Como comentamos anteriormente, Franz von Werra chegou na Quinta Feira Santa ao Rio de Janeiro. Já a sua partida se deu no dia 13 de abril de 1941, Domingo de Páscoa. E o que ele fez no Rio enquanto ali esteve? Não sabemos, pois nada deixou escrito em seu relatório.

Provavelmente ele ficou mesmo escondido na embaixada, ou na casa de algum funcionário. Até porque a espionagem britânica atuava então fortemente no Brasil e recapturar Werra, ou mesmo matá-lo, seria algo bastante desejado.

Campo do Ibura durante a Segunda Guerra Mundial.

Nos jornais cariocas não existe nenhuma informação da partida de alguma aeronave da LATI para o Nordeste do Brasil no dia 13. Mas no Diário de Pernambuco, encontrei uma nota (abaixo) que comenta sobre a aterrissagem da aeronave Savoia Marchetti SM.83, prefixo I-ASSO, no Campo do Ibura, Recife. Eram 13h50min do domingo e a bordo vinha um único passageiro – Berd Notus.

Após desembarcar e diante de sua situação, seria de esperar que esse único passageiro agisse de maneira discreta e sem chamar a atenção. Mas foi tudo exatamente o contrário.

Notus (Werra) não resistiu e começou a dar declarações ao encontrar o jornalista do Diário de Pernambuco que estava de plantão no Ibura e acompanhava os pousos e as decolagens das aeronaves. Apresentou-se como “estudante” e “filho do ministro da Alemanha no México” e chegou ao cúmulo de afirmar que “vai à Alemanha alistar-se na Luftwaffe” e que “esperava lutar ainda esse ano”. Só faltou dizer que era um “Barão”!

Era uma total falta de senso de segurança, muita irresponsabilidade e, certamente, um extremo excesso de arrogância. Aparentemente o tenente alemão nem se importou com a presença de Gino Portesi, um capitão da Regia Aeronáutica, a força aérea fascista, que além de ter sido o piloto do avião que trouxe Werra do Rio, era o subdiretor no Brasil da Ala Littoria, a companhia aérea nacional italiana e controladora do capital da LATI.

Através de um documento (acima) da Delegacia de Ordem Política e Social, DOPS, de Recife, produzido em 5 de maio de 1942, descobrimos que realmente o piloto alemão quase colocou tudo a perder no Campo do Ibura. Nesse documento, produzido um ano depois da passagem de Franz von Werra pela capital pernambucana, existe a informação que um inspetor da Polícia Marítima desconfiou do jovem falastrão que se dizia “estudante” e apresentou o passaporte nº 298. Mas ficou só nisso.

A verdade é que Werra passou pelo Brasil e a polícia do ditador Getúlio Vargas nem se deu conta e nem tomou conhecimento. Isso se ele não recebeu algum tipo de ajuda de alguma autoridade brasileira. Situação que não duvido, dado o grande número de simpatizantes nazifascistas em nosso país.

Esquema de cores de um trimotor SM.82 da empresa LATI.

Tarefa solicitada 1 ▸
Responda com base no texto sobre a passagem de Franz von Werra pelo Brasil:
(a) Em que data Werra partiu do Rio de Janeiro?
(b) Qual era o prefixo da aeronave que pousou no Campo do Ibura?
(c) Qual era o número do passaporte apresentado pelo jovem que se dizia "estudante"?
Tarefa solicitada 2 ▸
Reproduza fielmente o trecho do texto sobre Franz von Werra que vai de "Campo do Ibura durante" até "passageiro – Berd Notus.".
Tarefa solicitada 3 ▸
Prossiga com o texto sobre a passagem de Franz von Werra pelo Brasil a partir do ponto em que o texto termina.

Entradas de indicação de objetos nomeados
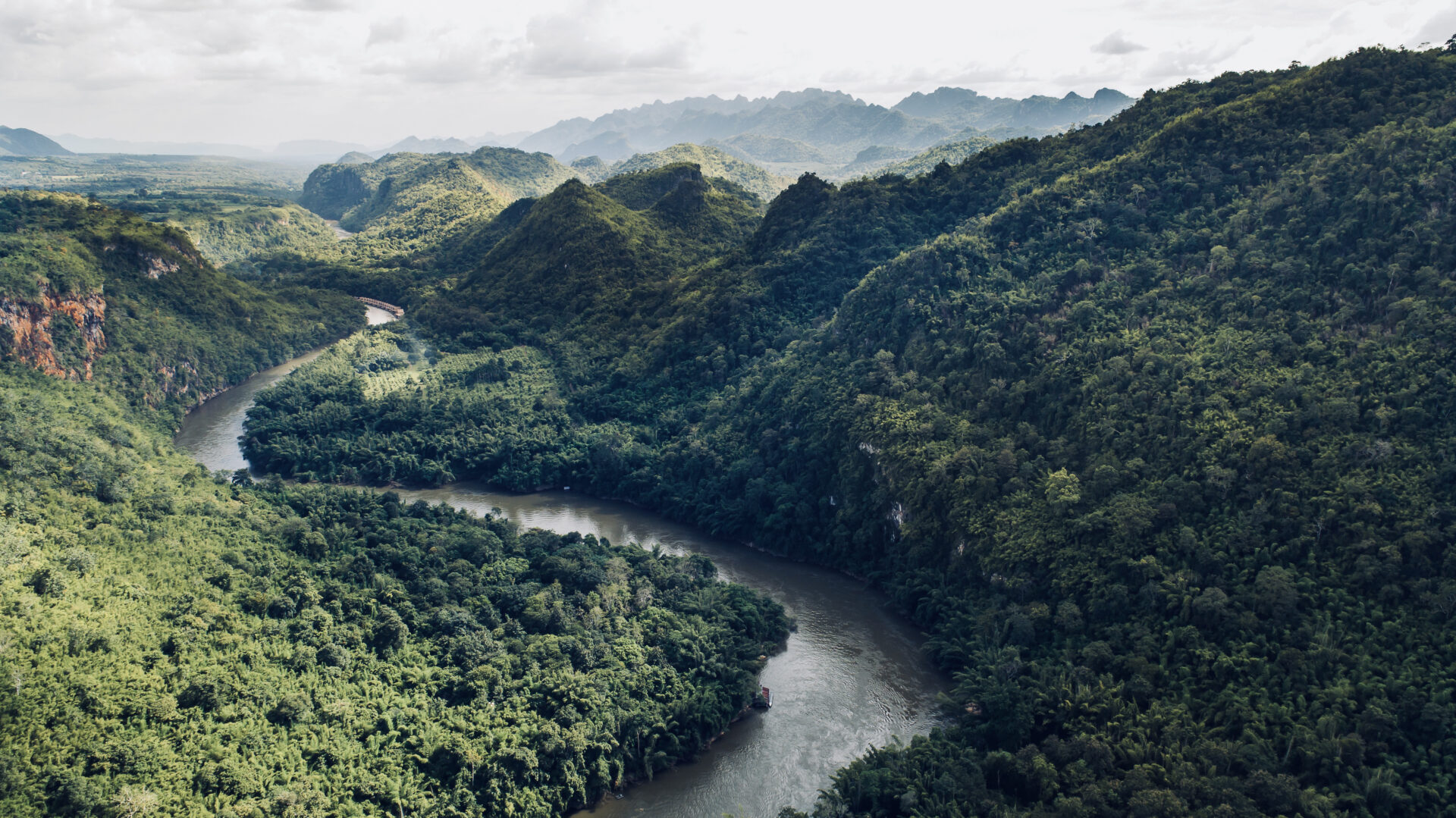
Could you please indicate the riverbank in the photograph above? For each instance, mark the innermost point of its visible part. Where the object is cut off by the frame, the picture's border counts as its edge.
(849, 677)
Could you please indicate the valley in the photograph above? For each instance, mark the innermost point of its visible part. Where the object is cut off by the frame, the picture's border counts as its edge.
(1100, 471)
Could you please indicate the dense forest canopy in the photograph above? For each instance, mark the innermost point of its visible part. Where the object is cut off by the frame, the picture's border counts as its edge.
(175, 642)
(1147, 424)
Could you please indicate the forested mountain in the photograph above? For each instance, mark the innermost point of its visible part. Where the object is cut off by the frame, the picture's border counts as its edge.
(1147, 424)
(177, 642)
(965, 108)
(406, 196)
(949, 153)
(832, 127)
(91, 291)
(24, 142)
(714, 163)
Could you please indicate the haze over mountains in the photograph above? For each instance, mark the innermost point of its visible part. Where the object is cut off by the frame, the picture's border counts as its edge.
(788, 133)
(24, 142)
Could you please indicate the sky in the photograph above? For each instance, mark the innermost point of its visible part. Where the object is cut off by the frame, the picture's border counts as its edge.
(372, 72)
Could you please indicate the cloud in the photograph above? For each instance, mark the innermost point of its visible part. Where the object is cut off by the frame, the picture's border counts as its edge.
(386, 33)
(577, 45)
(1117, 42)
(1436, 30)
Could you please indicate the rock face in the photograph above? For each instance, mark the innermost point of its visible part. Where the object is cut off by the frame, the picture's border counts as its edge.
(34, 329)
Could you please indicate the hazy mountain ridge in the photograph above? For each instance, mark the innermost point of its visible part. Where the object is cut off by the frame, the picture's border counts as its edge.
(1145, 422)
(24, 142)
(835, 126)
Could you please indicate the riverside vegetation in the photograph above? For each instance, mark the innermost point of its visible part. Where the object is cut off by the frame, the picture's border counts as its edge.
(175, 642)
(1147, 424)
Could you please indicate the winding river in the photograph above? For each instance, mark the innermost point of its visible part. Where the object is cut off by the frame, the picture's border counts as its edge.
(852, 675)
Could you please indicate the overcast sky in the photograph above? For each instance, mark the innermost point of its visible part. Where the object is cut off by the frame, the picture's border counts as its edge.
(259, 72)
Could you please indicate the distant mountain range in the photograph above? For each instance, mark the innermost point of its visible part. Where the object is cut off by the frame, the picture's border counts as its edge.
(816, 126)
(24, 142)
(824, 131)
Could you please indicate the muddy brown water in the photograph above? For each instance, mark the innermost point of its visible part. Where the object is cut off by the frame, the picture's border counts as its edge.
(852, 675)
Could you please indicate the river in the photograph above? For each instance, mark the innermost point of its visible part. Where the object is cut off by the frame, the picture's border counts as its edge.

Resposta do exercício 1 ▸
(a) Em 13 de abril de 1941, Domingo de Páscoa.
(b) I-ASSO.
(c) Nº 298.

Resposta do exercício 2 ▸
Campo do Ibura durante a Segunda Guerra Mundial.

Nos jornais cariocas não existe nenhuma informação da partida de alguma aeronave da LATI para o Nordeste do Brasil no dia 13. Mas no Diário de Pernambuco, encontrei uma nota (abaixo) que comenta sobre a aterrissagem da aeronave Savoia Marchetti SM.83, prefixo I-ASSO, no Campo do Ibura, Recife. Eram 13h50min do domingo e a bordo vinha um único passageiro – Berd Notus.

Resposta do exercício 3 ▸
Na mesma tarde o fugitivo embarcou em um moderno Savoia Marchetti SM.82 de prefixo I-BATO. Era uma aeronave recém-construída, que transportava dez passageiros, possuía um piloto automático, banheiro, rádios aprimorados e dois tanques de combustível adicionais. Além da tripulação, o I-BATO transportava oito passageiros, sendo cinco alemães e três italianos, entre eles Werra e Portesi. A aeronave decolou do Ibura utilizando a potência máxima de seus três poderosos motores Alfa Romeo 128RC e chegou a Natal cerca de uma hora depois.

No Campo de Parnamirim.

A pista era longa, mas de terra batida. Entretanto era boa, bem preparada, com 700 metros de extensão, 40 de largura e o SM.82 aterrissou sem problemas no chamado Campo de Parnamirim. Sabemos que Natal entrou na rota de retorno da LATI porque Recife não possuía em seu campo de pouso uma pista longa o suficiente para permitir a decolagem das aeronaves completamente carregadas.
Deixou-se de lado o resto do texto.